What the task asks
Rewrite the listing below with every "innermost point" changed to "central point" and everything else left as it is, and leave the pictures out of your answer.

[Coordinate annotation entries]
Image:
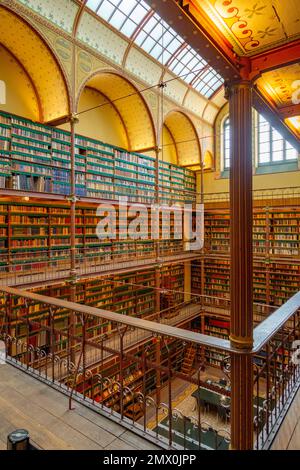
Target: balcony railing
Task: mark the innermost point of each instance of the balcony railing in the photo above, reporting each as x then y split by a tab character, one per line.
39	267
136	371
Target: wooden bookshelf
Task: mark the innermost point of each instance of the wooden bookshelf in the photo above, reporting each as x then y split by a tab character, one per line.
276	249
36	158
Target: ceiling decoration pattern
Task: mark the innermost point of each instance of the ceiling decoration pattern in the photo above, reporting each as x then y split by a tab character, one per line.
62	13
294	124
102	39
252	26
185	137
279	84
21	97
38	61
145	28
132	108
142	67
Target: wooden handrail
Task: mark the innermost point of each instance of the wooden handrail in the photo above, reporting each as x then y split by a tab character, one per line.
262	333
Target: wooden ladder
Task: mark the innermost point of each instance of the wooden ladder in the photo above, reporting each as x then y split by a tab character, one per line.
188	361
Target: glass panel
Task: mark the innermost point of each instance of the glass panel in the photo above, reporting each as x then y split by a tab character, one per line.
118	12
159	40
277	146
291	154
264	147
93	4
277	156
264	158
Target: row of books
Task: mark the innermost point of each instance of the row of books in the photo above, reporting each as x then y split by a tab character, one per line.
45	148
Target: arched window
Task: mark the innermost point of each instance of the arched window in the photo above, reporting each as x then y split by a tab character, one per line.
272	148
226	143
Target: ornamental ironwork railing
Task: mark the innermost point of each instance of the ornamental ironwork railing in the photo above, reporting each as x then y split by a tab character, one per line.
152	377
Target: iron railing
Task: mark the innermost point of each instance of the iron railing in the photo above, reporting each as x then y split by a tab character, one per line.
43	268
137	372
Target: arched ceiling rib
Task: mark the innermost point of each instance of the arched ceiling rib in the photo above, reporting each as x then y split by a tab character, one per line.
38	61
185	137
146	29
130	106
62	13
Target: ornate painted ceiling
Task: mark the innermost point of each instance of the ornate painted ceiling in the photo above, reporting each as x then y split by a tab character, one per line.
253	26
35	57
185	136
129	106
280	84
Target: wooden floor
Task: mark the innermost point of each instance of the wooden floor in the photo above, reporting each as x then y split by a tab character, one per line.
27	403
288	436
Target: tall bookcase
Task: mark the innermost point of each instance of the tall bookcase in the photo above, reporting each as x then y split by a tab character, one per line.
276	250
36	158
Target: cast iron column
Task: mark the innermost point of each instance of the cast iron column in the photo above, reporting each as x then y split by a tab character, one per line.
241	321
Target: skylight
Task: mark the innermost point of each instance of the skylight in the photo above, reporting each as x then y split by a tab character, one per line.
136	20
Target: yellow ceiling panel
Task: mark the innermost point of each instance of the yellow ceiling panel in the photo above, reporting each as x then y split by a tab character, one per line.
294	124
280	84
256	26
36	58
131	107
185	137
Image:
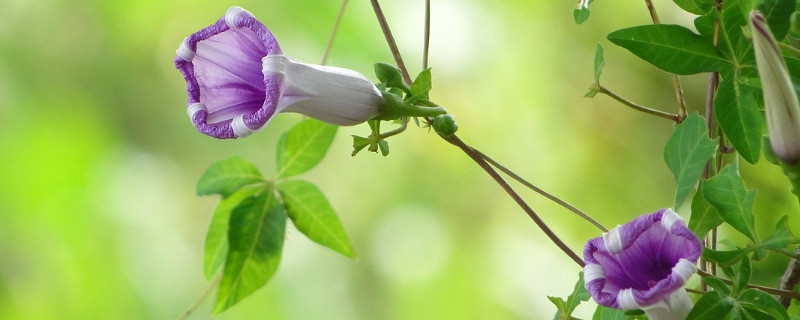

Worked answer
Image:
Target: balcony railing
Task: mark the central point of each instance of the balcony railing in the photo above, reporting each as x then y split by a tab character, one per line.
39	267
136	371
Target: wooden bookshelf
Task: mark the central point of each instance of the wooden bookshelf in the photo above, reporting each as x then y split by a tab character, one per line.
276	249
36	158
Target: ceiling decoration pattern
Task: mark the central point of each instance of the ceiling decoration pattern in the photo above, reporting each as x then y split by a tab character, one per line.
62	13
294	124
102	39
252	26
185	137
279	84
21	97
38	61
145	28
132	108
142	67
Target: wooden handrail
Task: mark the central point of each instance of the wooden handrail in the photo above, reporting each as x then y split by a tab character, one per line.
262	333
Target: wooden ladder
Task: mark the central point of each instance of the wooden ladder in the photo above, reporting each as x then y split by a tab character, one per line.
188	361
Target: glass panel
Task: mark the central point of each instance of the glass panel in the photo above, reporting each as x then y split by a tab character, one per line.
118	12
159	40
277	146
291	154
264	147
93	4
277	156
264	158
Target: row of books
Task: mark the central point of each instance of the row of books in the photo above, reporting each as x then y split by a tab character, one per line.
45	148
Target: arched window
Task: mark the central point of each instance of the arched window in the photo above, reporting each as x then y split by a tab character, one per line.
272	148
226	143
Target: ornamental ironwork railing
Task: mark the central point of each instance of the ornamental ironwork railing in the photo above, reporting each as x then y split by a tab character, one per line.
152	377
Target: iron railing
Task: mark the central point of each instance of the iron railing in the photo above, reporting each as x then y split by a tab character, one per line.
43	268
137	372
Target: arched ceiling rib
Task: mark the central point of each instance of the arched ceiling rib in the photo above, reporting each as x then y split by a tab character, one per line.
38	61
185	137
146	29
130	106
62	13
Target: ornate painted ceiling
Task: mark the central point of each instance of the ornate painted ceiling in the photo above, reporting each as x then y split by a tab character, one per line.
253	26
35	57
185	136
129	106
280	84
Target: wooden floor
Task: mark the central point of each instance of the wooden floor in the photo above, reporting each as x then y split by a tab character, one per line.
27	403
288	436
Target: tall bookcase
Task: mark the central point of each instance of the tall bookcase in the photo above, reporting each as x then y split by a tab character, one per line.
276	250
36	158
Target: cast iron column
Task: mark the central point of each instance of the cast iron column in the photo above, reporting each as x then y split by a tab character, one per line.
241	321
Target: skylight
Task: mark the central point of each instance of the skylight in the photo above, reporting each as x then y split by a tab character, one per line.
136	20
Target: yellow ceiling panel
Task: mark the central point of each instance of the yellow ceiling panel in the photo above, reporting each as x then y split by a tab character, one per line.
294	124
280	84
256	26
36	58
131	107
185	137
Image:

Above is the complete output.